**Task instructions**
Go over the data and copy out each line with "logo" in it.

**Provided material**
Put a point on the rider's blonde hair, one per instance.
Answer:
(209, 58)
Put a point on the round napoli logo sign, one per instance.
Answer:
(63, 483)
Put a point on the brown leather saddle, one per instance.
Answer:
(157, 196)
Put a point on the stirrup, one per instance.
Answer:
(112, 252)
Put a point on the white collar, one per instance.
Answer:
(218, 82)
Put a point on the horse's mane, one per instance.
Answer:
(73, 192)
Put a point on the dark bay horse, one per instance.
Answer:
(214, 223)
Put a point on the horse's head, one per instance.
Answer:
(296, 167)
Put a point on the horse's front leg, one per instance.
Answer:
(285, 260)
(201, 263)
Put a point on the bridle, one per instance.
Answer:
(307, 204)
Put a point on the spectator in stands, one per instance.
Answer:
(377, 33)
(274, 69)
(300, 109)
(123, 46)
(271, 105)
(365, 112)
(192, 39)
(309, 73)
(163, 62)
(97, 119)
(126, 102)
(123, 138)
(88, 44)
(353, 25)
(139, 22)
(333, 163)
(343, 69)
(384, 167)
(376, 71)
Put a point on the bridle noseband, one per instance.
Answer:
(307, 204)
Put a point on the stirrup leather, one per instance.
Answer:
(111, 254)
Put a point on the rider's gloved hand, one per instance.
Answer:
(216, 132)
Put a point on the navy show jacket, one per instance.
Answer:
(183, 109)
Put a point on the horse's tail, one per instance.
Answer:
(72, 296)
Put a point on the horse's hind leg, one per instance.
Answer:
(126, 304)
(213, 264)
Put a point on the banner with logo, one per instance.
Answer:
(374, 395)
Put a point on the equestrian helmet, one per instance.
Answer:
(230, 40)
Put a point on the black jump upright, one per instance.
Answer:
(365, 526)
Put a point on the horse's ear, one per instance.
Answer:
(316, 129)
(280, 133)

**Response to the task**
Put a point on the round napoli logo sign, one per instance.
Put a point on the banner with logo, one per instance.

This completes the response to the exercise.